YOUR GOAL.
Identify every line in the records below that contains the word "woven", and copy each of those lines.

Natural language region descriptions:
···

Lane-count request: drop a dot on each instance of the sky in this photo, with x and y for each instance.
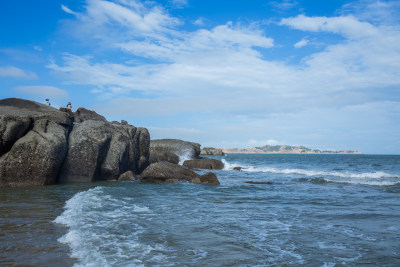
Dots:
(237, 73)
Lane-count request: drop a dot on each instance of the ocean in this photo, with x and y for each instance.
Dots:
(302, 210)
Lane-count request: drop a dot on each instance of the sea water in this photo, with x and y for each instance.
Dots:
(312, 210)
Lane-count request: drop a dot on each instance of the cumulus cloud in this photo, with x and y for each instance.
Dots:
(226, 70)
(199, 22)
(303, 42)
(67, 10)
(42, 91)
(15, 72)
(284, 4)
(348, 26)
(179, 3)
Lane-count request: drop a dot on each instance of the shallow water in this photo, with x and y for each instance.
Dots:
(320, 210)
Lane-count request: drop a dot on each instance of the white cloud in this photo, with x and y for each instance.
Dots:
(15, 72)
(303, 42)
(42, 91)
(284, 4)
(67, 10)
(225, 71)
(271, 142)
(348, 26)
(199, 22)
(38, 48)
(180, 3)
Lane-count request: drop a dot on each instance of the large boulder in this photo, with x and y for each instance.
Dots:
(204, 163)
(208, 178)
(41, 145)
(164, 149)
(99, 150)
(210, 151)
(83, 114)
(36, 158)
(158, 156)
(166, 172)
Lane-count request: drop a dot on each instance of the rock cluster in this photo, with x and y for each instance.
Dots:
(40, 145)
(210, 151)
(165, 154)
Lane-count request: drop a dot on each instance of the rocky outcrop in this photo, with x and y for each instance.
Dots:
(208, 178)
(166, 172)
(158, 156)
(170, 149)
(40, 145)
(210, 151)
(204, 163)
(127, 176)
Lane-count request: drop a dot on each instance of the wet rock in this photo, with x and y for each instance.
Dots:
(208, 178)
(164, 149)
(252, 182)
(159, 156)
(210, 151)
(41, 145)
(127, 176)
(166, 172)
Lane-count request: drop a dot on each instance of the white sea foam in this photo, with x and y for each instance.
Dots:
(185, 155)
(102, 231)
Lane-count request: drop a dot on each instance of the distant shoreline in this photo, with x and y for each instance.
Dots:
(284, 149)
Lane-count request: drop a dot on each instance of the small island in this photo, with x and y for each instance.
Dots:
(284, 149)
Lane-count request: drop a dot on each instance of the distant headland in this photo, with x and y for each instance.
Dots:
(284, 149)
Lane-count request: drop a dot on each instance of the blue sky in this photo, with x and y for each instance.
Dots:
(323, 74)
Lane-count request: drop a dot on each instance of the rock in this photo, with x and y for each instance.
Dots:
(166, 172)
(251, 182)
(210, 151)
(204, 163)
(100, 150)
(41, 145)
(161, 149)
(127, 176)
(208, 178)
(163, 156)
(36, 158)
(83, 114)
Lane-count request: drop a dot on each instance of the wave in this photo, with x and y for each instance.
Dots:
(329, 176)
(102, 229)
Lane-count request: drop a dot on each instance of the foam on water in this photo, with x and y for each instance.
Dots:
(102, 229)
(185, 155)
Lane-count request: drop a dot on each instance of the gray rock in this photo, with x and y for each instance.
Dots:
(127, 176)
(159, 156)
(100, 150)
(82, 114)
(41, 145)
(161, 150)
(210, 151)
(204, 163)
(166, 172)
(208, 178)
(36, 158)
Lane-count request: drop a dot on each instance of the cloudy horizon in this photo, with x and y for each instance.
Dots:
(325, 76)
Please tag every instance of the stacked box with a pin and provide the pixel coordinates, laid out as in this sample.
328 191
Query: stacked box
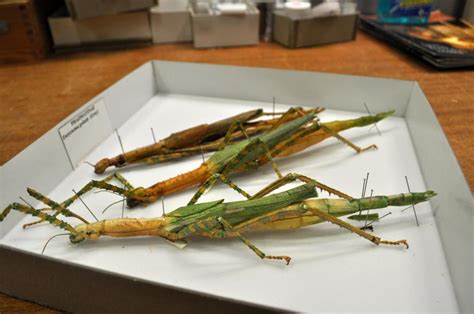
311 31
221 30
171 22
92 23
82 9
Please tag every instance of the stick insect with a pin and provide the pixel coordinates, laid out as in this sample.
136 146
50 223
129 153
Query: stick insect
291 209
244 155
201 138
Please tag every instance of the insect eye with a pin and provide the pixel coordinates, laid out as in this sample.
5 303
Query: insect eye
76 238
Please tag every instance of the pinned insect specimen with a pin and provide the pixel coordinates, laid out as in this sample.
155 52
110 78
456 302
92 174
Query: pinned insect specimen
201 138
291 209
247 154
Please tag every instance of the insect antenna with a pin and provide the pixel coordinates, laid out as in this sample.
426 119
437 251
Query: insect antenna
100 191
375 123
112 204
49 240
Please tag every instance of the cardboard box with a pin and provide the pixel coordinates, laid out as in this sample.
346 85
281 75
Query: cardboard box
304 32
211 30
23 29
171 23
133 27
435 274
81 9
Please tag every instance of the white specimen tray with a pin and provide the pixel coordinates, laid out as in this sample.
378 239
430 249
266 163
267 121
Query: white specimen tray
331 269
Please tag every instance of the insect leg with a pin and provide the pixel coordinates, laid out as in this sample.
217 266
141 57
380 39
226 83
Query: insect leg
236 124
374 239
346 141
227 226
290 177
60 209
38 213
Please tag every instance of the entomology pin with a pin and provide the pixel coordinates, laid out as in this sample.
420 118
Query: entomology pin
90 211
370 202
375 123
153 134
412 206
163 205
202 153
370 224
120 141
273 116
26 202
89 163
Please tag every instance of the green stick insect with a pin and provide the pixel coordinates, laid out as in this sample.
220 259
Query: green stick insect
291 209
244 155
201 138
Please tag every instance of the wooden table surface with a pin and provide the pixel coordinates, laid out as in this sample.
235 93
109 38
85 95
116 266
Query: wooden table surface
35 97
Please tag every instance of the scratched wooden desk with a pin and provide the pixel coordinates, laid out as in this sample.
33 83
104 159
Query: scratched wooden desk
35 97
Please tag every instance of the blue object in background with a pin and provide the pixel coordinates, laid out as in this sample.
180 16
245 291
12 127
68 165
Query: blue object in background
410 12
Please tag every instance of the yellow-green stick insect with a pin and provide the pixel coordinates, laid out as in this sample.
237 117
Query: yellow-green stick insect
244 155
201 138
291 209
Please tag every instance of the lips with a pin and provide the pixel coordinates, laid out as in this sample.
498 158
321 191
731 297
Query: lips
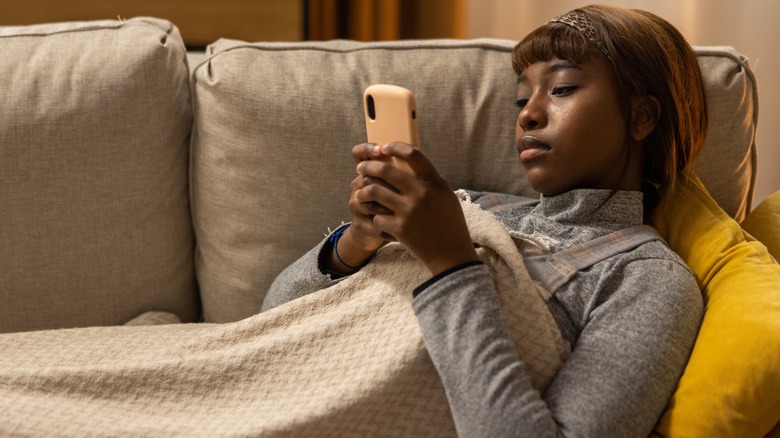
531 147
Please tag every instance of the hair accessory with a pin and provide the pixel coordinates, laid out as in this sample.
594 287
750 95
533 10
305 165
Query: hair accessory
581 22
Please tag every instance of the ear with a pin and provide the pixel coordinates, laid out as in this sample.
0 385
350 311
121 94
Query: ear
645 112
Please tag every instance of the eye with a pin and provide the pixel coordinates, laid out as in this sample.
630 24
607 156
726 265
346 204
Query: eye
562 91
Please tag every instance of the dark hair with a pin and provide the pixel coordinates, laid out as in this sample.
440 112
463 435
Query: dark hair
649 56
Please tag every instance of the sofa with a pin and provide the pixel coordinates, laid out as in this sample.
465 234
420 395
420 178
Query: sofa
140 183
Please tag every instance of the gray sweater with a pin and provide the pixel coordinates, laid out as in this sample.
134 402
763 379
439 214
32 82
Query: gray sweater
631 321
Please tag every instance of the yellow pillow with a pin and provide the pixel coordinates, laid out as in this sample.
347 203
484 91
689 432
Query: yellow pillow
763 223
731 385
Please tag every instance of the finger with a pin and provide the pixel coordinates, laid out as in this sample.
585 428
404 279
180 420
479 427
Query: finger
363 181
366 151
413 157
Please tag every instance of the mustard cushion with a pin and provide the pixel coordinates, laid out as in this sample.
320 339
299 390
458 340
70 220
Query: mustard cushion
731 384
763 223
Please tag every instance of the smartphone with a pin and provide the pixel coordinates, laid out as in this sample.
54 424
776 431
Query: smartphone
391 116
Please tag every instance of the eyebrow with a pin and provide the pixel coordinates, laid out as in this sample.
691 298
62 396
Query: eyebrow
554 67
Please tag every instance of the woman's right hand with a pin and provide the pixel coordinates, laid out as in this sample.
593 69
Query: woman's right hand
361 240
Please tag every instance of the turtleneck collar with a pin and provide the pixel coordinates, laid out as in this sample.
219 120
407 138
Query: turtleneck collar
576 207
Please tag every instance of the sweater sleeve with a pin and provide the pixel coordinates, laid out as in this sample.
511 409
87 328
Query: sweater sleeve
617 381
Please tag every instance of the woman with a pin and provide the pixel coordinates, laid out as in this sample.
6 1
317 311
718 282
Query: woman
612 111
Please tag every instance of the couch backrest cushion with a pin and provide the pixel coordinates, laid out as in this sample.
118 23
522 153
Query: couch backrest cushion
95 224
275 123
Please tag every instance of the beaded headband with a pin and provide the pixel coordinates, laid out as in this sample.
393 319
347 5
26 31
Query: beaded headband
580 21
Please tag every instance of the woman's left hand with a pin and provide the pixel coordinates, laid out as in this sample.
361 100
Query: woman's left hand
419 210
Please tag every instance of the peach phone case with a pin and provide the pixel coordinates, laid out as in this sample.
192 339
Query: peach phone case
391 115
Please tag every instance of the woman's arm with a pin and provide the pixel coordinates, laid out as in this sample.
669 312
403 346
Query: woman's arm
617 381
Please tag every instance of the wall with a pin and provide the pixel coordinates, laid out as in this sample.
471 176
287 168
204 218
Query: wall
750 26
199 21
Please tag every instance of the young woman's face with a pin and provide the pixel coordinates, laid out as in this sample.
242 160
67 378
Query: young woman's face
571 132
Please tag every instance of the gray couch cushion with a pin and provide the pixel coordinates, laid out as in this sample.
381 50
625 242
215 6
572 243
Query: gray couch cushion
94 126
275 123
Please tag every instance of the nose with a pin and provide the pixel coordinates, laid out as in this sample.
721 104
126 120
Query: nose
532 115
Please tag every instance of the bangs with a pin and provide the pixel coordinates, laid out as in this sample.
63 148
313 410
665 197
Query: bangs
553 40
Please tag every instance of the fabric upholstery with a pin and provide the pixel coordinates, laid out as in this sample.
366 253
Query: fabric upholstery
730 385
94 219
763 223
275 123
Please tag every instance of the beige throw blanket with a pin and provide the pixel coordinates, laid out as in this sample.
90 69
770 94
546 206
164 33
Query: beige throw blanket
345 361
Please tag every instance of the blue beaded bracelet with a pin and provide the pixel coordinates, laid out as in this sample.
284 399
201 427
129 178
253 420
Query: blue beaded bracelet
334 240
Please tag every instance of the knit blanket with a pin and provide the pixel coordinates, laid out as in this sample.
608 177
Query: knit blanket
345 361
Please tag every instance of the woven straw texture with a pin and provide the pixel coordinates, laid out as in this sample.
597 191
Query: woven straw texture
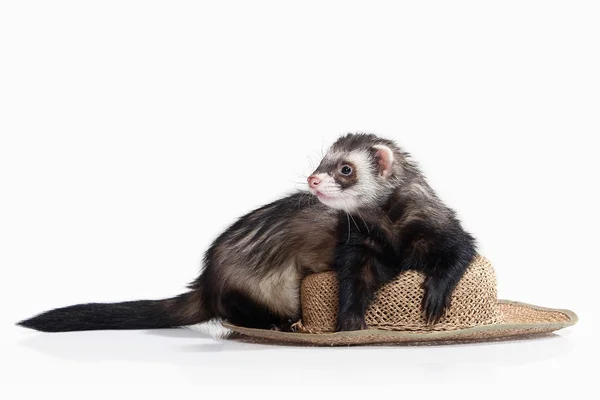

···

EXERCISE ANSWER.
Please tag every instance of the woven straw texture with a pin and provide the pixel coordinates, laid out as in this sample.
Query: woven straw texture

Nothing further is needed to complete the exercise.